● TASK TO CARRY OUT
Everything from the line containing "Target: exposed wood beam" to the last line of the entries must be reproduced exactly, and nothing outside that range.

● EXERCISE MATERIAL
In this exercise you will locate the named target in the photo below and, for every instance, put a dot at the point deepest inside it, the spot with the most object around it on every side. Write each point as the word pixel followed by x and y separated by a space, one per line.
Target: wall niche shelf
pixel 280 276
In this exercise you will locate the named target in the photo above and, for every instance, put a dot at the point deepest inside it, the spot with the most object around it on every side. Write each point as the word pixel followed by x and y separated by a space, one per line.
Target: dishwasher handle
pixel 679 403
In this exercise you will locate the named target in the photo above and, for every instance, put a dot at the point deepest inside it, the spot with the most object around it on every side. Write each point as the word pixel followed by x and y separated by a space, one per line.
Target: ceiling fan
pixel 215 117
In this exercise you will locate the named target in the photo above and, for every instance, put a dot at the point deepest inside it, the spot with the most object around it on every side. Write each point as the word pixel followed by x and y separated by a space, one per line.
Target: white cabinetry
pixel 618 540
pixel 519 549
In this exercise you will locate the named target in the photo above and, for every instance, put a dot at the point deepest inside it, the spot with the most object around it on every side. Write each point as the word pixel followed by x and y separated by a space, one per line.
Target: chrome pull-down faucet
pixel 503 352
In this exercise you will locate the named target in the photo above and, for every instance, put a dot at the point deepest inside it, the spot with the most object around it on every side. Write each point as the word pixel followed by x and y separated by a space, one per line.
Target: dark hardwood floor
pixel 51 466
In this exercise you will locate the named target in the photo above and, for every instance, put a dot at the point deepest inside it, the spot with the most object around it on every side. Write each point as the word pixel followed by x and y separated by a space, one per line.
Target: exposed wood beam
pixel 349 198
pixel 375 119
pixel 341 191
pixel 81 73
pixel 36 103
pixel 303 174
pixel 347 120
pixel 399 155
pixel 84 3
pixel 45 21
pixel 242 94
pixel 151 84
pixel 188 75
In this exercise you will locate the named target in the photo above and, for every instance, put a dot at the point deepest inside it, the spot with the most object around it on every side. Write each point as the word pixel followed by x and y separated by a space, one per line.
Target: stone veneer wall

● REPLY
Target: exposed wood beam
pixel 349 198
pixel 375 119
pixel 341 191
pixel 81 73
pixel 36 103
pixel 303 174
pixel 347 120
pixel 399 155
pixel 84 3
pixel 45 21
pixel 242 94
pixel 151 84
pixel 188 75
In this exercise you will locate the named target in the photo above and, for every instance, put a dot at the point deepest inside it, the spot with the most object around it on every side. Write each point as the word pixel followed by x and y separated by a space, one per line.
Target: stone veneer wall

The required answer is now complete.